■ Exercise directions ■
Write out exactly the lines running from the one that contains "Where can the referee's gray" through the end of the material.

■ Records for processing ■
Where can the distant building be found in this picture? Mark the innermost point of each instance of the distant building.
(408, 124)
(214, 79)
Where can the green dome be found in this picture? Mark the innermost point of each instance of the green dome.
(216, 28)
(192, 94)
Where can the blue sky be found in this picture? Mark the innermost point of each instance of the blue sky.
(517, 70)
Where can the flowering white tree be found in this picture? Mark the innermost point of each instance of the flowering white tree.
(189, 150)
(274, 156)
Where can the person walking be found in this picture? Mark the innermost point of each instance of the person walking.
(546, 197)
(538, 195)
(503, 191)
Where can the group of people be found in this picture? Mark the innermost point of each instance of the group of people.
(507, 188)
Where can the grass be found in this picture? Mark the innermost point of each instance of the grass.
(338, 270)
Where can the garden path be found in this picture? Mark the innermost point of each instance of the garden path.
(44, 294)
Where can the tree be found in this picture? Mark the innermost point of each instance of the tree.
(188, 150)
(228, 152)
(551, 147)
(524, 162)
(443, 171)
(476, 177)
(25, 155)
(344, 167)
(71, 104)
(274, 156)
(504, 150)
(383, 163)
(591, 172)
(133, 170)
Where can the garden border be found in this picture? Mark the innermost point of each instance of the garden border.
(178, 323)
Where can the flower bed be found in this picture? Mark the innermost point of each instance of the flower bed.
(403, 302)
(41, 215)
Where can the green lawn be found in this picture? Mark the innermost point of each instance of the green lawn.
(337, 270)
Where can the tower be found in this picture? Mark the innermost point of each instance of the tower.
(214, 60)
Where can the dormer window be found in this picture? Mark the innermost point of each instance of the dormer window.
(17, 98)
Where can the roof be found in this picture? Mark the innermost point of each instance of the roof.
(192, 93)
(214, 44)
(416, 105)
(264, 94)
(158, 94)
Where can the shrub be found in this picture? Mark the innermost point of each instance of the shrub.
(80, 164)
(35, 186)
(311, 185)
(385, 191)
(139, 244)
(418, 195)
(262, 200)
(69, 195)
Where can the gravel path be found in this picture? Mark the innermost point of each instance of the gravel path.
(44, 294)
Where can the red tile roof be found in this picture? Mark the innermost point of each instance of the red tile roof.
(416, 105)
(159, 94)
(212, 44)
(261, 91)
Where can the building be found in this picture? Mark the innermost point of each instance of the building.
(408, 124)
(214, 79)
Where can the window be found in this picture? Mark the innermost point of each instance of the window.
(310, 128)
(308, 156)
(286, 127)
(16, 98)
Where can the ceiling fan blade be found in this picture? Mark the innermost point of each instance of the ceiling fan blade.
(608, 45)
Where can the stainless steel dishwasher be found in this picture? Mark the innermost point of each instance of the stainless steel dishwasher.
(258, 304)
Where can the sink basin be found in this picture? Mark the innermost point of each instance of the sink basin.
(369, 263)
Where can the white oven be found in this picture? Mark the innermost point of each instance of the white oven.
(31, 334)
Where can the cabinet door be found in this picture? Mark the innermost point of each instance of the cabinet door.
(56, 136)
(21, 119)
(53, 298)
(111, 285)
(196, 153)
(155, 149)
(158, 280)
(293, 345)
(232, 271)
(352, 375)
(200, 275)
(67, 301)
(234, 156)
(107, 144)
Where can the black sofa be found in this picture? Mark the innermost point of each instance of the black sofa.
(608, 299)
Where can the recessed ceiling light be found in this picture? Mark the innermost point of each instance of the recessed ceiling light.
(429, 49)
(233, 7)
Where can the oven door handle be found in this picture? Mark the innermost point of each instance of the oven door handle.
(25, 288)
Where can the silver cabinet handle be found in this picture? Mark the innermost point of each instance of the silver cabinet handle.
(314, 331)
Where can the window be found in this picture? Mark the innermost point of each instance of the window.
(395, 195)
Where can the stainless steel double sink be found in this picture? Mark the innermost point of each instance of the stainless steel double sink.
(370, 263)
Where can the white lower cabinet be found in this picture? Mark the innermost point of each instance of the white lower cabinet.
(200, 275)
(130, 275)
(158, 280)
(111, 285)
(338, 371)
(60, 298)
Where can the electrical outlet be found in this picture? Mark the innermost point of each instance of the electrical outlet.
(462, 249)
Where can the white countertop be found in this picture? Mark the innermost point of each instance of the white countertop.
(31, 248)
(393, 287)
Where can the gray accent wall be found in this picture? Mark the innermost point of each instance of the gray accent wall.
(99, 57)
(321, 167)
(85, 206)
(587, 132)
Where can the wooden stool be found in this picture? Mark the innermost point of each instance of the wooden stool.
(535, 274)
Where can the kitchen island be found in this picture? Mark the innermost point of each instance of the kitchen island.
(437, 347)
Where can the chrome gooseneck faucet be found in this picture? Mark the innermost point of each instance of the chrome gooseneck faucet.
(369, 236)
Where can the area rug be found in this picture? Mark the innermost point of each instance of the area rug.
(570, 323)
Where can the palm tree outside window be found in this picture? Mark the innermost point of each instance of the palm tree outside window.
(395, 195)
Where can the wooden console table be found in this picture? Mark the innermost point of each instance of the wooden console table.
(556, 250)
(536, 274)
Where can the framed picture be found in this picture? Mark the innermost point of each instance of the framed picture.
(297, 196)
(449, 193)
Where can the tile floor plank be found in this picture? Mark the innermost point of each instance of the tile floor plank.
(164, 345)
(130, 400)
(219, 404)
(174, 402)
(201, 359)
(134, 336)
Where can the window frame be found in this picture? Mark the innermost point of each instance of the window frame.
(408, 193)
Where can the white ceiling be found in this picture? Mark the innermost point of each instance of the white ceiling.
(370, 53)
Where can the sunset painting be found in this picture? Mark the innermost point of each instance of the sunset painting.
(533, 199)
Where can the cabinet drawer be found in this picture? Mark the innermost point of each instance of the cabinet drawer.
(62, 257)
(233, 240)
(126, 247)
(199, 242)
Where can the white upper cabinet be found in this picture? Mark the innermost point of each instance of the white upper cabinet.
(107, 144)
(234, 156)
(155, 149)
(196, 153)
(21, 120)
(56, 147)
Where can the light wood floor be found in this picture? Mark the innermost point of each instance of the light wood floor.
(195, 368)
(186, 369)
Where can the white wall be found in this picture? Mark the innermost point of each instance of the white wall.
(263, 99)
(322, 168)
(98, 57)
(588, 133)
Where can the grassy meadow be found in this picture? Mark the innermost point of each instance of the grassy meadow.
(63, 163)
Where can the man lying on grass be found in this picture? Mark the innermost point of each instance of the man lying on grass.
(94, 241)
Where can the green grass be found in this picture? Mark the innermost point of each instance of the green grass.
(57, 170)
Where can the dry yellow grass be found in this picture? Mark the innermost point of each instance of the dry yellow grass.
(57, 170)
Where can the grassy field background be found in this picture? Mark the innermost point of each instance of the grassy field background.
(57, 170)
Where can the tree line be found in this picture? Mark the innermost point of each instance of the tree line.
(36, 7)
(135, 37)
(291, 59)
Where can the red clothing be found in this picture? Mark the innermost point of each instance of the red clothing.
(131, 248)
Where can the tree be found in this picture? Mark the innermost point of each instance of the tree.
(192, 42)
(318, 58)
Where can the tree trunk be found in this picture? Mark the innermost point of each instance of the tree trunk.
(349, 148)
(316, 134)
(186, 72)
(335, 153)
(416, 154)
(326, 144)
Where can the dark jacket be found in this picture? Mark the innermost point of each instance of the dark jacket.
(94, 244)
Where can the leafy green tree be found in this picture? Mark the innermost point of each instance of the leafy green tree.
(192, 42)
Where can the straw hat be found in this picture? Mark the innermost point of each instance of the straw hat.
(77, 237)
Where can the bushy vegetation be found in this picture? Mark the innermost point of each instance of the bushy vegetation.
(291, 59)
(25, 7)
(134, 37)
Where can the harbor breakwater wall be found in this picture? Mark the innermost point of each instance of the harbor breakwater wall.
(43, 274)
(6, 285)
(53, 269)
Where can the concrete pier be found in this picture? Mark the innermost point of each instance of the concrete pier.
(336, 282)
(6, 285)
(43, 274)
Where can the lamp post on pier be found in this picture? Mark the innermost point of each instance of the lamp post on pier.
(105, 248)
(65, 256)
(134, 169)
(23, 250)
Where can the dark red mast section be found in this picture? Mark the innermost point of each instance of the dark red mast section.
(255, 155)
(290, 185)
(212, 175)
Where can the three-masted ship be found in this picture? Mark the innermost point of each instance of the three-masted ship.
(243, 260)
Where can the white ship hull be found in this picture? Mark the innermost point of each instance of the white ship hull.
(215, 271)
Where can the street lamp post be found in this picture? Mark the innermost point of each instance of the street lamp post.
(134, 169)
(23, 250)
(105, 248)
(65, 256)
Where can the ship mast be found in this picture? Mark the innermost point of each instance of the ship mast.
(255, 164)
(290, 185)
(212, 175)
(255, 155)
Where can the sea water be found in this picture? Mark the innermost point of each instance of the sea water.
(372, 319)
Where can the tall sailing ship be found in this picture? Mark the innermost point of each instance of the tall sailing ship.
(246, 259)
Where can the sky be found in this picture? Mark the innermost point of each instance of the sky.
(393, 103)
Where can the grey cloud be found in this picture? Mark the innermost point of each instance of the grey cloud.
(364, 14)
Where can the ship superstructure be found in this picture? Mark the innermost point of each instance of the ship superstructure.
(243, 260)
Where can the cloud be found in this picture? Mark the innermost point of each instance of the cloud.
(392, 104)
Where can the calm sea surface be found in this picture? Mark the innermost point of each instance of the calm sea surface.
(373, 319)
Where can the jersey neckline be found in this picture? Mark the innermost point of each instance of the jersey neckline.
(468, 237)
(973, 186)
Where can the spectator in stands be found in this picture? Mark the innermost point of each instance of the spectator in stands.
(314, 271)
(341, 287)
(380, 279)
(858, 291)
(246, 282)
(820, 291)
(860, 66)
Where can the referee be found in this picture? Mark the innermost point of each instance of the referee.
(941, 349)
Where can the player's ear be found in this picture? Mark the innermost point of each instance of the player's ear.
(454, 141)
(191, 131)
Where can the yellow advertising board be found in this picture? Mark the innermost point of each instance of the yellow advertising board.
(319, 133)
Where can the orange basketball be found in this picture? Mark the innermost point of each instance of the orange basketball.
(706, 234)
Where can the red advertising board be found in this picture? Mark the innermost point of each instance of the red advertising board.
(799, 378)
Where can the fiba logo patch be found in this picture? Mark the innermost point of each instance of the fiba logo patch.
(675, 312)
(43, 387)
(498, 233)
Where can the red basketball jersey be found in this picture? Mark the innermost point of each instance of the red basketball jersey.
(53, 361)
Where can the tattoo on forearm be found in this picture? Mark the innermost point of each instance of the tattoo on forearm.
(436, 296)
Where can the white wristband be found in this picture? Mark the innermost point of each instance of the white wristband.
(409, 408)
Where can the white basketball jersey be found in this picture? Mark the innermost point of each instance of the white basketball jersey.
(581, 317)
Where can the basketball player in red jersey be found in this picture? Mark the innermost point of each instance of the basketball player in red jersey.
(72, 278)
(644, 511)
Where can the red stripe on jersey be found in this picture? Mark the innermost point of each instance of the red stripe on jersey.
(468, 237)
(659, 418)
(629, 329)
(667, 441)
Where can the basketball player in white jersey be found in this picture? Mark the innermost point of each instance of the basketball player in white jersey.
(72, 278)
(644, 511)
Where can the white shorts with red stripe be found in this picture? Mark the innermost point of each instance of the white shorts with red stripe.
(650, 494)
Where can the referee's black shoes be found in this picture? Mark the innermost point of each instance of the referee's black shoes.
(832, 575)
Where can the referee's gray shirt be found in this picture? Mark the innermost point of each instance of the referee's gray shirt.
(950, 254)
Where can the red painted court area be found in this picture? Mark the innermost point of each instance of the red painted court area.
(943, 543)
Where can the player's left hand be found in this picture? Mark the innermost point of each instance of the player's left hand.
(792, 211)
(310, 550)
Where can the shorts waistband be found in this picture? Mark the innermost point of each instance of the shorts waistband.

■ Written answer ■
Where can the referee's gray shirt be found in this picture? Mark the innermost point of each instance of the referee's gray shirt.
(950, 254)
Where can the red painted court area be found in this picture? Mark the innermost point of each instance of the red painted court area.
(943, 543)
Where can the player's left hand be found in this picture? Mark the innermost point of each instance of the player's left hand.
(792, 211)
(310, 550)
Where can the shorts waistband be found in this picture? Mark the innermost point of each instance of the shorts waistband.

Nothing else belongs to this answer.